**Aangeleverde tekst**
+ + +

Non-fictie

Dominiek Dendoove

De vergeten soldaten van de Eerste Wereldoorlog
Dominiek Dendoove


Wie de plaatsen bezoekt van de monumenten en begraafplaatsen van de Eerste Wereldoorlog, kan zien dat daar niet alleen slachtoffers herdacht worden die behoorden tot de strijdende partijen, te weten de geallieerden en de Duitsers. Je ziet er ook vreemde buitenlandse en exotische namen. In totaal waren er zo’n zestig verschillende culturen vertegenwoordigd in de verschillende legers.


Aan beide zijden werd de afgelopen honderd jaar gemakshalve vergeten of genegeerd dat er ook groepen mensen met een andere cultuur bij de oorlog betrokken waren.
Zo is niet veel bekend van de grote groepen Indiërs (138.000, waarvan bijna 35.000 slachtoffers) en Chinezen (140.000, geschat wordt 20.000 slachtoffers). Zij waren ondergeschikten, werden veelal ingezet als kanonnenvlees, of als arbeiders, vooral voor opruimwerkzaamheden. Ook voor India en China waren zij niet van belang, hun inzet in Europa had geen enkel politiek gevolg in het Oosten. Historicus Dominiek Dendooven heeft onderzoek gedaan naar deze twee groepen Aziaten.

+ + +

**Aangeleverde gegevens**
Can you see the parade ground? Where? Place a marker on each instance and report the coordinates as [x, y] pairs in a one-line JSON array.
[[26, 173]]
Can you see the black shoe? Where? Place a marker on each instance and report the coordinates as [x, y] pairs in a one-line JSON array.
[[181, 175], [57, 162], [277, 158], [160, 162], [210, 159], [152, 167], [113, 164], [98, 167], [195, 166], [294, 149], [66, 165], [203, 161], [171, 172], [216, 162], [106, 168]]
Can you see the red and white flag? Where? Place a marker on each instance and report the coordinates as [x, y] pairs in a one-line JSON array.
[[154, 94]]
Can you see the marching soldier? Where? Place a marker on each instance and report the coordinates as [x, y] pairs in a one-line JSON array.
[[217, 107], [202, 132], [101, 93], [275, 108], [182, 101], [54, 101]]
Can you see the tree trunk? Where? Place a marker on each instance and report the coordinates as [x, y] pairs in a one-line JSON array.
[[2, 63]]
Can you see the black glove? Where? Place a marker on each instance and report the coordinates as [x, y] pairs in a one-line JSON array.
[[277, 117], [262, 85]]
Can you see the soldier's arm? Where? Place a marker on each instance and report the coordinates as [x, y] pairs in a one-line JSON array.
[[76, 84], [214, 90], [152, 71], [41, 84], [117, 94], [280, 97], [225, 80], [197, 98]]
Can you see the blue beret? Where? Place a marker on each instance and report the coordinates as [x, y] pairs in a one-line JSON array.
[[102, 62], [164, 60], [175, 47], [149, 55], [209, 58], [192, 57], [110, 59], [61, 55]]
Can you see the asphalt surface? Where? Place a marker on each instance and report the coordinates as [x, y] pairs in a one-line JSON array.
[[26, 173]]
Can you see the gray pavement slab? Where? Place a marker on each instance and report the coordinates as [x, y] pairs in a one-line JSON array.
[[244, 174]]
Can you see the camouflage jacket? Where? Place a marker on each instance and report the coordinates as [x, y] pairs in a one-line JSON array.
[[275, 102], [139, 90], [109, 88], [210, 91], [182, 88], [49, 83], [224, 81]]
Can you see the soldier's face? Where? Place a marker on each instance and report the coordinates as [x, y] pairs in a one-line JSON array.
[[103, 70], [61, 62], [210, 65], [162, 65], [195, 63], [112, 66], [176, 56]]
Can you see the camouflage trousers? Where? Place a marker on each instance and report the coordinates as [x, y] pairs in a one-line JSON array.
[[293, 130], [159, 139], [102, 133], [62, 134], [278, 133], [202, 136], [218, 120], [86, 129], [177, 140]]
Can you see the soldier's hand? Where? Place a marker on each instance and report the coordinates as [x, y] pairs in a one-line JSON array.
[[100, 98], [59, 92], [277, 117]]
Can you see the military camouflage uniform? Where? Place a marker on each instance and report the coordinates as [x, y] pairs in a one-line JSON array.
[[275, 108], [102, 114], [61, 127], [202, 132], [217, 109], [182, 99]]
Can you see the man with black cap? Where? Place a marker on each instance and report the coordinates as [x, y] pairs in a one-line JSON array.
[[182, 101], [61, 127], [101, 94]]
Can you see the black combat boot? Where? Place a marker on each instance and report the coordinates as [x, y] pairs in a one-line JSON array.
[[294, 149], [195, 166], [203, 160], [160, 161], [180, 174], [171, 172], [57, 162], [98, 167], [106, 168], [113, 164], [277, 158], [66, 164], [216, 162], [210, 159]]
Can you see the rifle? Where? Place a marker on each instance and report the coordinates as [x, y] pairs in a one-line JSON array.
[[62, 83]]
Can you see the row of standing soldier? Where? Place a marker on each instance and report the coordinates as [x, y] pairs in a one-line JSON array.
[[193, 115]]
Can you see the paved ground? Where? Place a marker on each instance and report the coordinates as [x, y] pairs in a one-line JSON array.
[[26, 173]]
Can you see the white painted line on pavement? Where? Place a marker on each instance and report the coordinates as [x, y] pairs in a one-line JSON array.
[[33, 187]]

+ + +

**Schriftelijke opdracht**
Hervat de tekst over de vergeten soldaten na de laatste zin en schrijf hem verder. De items vormen afzonderlijk materiaal en horen niet bij de tekst over de vergeten soldaten.

**Resultaat opdracht**
‘Oorlog gaat eerst en vooral over menselijk lijden. Door alleen te focussen op een politiek niveau, zoals staats vormen (of naties) worden de individuen die dit meemaakten tot op zekere hoogte ontmenselijkt en als niet-actieve actoren beschouwd. Alleen door individuele ervaringen te integreren  vermijden we uit het oog te verliezen wat oorlog met mensen doet.’


Zijn boek is dan ook grotendeels gebaseerd op getuigenverslagen, van de betrokkenen zelf en van de allochtonen die met hen te maken kregen. Dat is niet eens zo veel te vinden, gebleken is dat de Belgen en Fransen nauwelijks aandacht besteedden aan uitheemse mensen. Zij waren gewoon een van de onderdelen van de oorlog die hen in zoveel opzichten al raakte, dat het niet uitmaakte of een soldaat of arbeider Engels- of anderstalig was, vreemd waren ze allemaal. En de buitenlanders zelf, als ze al brieven schreven of een journaal bijhielden, dan is dat veelal verloren gegaan.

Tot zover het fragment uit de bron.